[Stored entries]
## START

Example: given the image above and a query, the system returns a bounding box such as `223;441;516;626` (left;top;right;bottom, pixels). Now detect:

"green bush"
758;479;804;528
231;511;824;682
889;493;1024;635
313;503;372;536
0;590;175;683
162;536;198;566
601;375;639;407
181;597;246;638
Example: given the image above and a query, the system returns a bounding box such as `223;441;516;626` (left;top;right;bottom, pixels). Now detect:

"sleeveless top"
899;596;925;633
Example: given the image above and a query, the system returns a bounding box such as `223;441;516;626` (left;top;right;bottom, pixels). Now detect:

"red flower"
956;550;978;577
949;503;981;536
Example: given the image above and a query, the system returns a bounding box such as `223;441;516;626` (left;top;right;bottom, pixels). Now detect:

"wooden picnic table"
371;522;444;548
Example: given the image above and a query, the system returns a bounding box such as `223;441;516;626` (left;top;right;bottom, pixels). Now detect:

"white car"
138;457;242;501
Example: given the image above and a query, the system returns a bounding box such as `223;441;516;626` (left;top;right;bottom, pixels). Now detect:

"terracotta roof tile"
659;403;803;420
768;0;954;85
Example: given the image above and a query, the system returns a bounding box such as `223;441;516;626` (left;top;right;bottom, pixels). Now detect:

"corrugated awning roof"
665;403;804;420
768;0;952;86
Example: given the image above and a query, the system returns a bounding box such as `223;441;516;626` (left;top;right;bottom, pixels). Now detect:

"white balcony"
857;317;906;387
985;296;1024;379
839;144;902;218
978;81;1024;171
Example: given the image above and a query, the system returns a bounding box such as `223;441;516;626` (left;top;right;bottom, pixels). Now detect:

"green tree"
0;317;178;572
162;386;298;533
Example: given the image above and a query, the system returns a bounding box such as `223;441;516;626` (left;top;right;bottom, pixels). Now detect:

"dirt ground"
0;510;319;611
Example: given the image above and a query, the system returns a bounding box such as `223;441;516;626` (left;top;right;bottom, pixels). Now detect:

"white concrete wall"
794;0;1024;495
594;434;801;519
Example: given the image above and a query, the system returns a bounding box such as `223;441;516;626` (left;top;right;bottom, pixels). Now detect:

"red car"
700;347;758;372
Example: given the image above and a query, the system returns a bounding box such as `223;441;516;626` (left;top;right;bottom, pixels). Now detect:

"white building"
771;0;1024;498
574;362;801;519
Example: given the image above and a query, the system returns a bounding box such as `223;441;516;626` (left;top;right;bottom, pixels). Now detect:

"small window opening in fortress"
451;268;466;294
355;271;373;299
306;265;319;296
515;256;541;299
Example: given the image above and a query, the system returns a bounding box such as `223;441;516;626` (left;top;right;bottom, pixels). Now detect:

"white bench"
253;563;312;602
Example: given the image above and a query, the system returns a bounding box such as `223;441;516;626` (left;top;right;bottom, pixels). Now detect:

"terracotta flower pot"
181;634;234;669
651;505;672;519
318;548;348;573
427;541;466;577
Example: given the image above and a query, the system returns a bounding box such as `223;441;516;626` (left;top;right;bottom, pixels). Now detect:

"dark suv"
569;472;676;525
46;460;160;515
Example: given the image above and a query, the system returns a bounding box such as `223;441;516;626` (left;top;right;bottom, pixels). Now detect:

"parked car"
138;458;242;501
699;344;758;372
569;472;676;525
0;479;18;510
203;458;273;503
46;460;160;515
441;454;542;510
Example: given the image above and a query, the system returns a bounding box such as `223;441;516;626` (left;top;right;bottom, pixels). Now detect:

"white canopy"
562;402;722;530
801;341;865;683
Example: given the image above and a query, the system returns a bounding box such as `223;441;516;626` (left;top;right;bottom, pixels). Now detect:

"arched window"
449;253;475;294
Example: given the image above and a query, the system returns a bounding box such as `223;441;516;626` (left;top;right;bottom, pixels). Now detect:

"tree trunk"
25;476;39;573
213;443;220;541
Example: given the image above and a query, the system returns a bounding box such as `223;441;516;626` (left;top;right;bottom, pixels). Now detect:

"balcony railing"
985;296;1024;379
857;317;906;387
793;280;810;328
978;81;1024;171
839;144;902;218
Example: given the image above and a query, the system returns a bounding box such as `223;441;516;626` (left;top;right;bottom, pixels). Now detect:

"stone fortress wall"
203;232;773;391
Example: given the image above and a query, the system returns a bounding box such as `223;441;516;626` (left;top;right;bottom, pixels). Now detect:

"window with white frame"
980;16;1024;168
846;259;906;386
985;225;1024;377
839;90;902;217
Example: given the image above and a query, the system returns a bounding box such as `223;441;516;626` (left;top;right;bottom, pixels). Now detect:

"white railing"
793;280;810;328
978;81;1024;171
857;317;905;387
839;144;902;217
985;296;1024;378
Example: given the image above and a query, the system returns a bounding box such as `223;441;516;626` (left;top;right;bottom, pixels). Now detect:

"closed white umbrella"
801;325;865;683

## END
## START

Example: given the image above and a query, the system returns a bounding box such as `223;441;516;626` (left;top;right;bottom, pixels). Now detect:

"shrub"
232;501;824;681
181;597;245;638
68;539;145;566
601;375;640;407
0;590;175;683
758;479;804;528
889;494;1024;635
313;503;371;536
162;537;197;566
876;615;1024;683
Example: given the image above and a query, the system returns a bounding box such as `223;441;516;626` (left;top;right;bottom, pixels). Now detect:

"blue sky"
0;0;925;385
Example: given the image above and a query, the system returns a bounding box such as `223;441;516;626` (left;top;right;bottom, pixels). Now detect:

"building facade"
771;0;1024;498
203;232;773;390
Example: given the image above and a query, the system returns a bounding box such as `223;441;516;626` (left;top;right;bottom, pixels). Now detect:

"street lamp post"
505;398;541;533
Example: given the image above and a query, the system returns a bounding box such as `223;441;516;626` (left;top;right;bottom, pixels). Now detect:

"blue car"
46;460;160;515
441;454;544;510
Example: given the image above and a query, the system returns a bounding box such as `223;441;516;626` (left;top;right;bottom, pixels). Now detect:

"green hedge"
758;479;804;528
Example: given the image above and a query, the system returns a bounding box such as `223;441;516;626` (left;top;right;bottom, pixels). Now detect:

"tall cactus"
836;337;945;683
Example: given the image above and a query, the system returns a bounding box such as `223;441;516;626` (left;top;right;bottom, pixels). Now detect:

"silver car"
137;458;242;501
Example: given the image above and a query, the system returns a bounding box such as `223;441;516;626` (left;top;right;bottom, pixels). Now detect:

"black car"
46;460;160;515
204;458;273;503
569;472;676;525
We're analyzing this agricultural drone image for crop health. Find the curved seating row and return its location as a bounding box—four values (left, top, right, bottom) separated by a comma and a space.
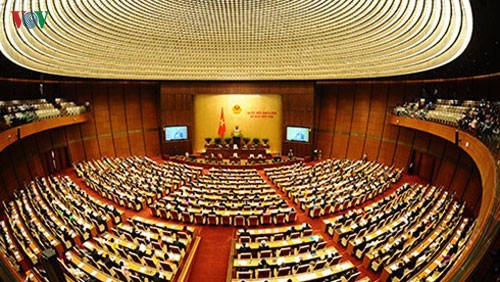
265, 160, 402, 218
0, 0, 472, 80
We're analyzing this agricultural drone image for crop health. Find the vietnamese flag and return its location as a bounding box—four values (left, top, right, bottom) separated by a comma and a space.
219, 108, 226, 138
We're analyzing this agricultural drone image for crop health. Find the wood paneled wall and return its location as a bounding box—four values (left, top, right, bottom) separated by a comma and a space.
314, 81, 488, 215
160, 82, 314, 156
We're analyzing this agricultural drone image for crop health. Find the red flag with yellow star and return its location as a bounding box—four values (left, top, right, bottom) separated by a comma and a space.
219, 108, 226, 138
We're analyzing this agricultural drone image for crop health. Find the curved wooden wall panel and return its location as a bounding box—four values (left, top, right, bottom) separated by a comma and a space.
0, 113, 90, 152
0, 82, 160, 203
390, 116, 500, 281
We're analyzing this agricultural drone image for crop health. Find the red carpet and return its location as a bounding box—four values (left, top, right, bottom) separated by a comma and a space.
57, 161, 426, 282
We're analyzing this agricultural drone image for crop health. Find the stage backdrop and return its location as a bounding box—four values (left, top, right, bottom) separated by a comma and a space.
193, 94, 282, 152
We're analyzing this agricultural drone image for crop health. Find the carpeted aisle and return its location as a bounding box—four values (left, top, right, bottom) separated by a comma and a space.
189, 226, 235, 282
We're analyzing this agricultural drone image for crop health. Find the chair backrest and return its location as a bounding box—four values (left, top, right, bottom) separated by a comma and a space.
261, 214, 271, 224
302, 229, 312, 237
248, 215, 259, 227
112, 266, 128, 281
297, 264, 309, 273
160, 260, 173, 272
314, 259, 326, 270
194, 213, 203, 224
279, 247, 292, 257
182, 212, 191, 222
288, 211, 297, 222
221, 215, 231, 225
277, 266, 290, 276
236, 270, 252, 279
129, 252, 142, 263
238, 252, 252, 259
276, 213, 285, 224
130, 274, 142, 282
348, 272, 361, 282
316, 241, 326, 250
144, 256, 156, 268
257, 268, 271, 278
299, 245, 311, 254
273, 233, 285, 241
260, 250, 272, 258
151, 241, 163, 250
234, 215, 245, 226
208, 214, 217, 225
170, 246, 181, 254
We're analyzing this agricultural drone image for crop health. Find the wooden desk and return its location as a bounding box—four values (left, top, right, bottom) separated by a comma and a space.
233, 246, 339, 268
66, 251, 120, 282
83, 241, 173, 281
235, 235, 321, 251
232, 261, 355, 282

## END
## START

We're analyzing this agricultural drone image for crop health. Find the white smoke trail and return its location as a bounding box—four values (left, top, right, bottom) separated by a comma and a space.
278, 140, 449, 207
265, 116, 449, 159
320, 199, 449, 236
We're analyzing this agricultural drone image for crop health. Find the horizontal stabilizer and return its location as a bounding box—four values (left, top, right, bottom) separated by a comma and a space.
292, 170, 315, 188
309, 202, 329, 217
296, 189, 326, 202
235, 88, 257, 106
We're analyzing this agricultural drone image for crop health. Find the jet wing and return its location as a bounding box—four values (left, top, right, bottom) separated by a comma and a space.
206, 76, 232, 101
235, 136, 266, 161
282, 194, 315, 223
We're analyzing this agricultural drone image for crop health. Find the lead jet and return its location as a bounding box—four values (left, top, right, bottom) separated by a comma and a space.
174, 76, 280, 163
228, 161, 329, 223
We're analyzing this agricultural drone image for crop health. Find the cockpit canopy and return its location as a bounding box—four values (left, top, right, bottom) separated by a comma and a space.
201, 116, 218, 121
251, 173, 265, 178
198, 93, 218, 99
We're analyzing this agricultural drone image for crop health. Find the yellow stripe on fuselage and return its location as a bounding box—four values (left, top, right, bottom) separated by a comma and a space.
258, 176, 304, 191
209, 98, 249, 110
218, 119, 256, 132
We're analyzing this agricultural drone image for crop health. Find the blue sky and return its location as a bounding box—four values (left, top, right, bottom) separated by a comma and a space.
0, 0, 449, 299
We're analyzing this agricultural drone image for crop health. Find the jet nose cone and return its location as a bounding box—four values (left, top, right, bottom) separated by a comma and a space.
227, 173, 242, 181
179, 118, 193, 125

## END

(Short task):
Retype, with no changes at all, the records from the line containing "Find the lead" through the line containing "228, 161, 329, 223", including both of those lines.

(Answer to this exercise):
We're analyzing this agricultural drone image for crop health. Find the lead jet and return its location as a bounding box—four values (left, top, right, bottom) separated by a comma and a space.
174, 76, 280, 163
228, 161, 329, 223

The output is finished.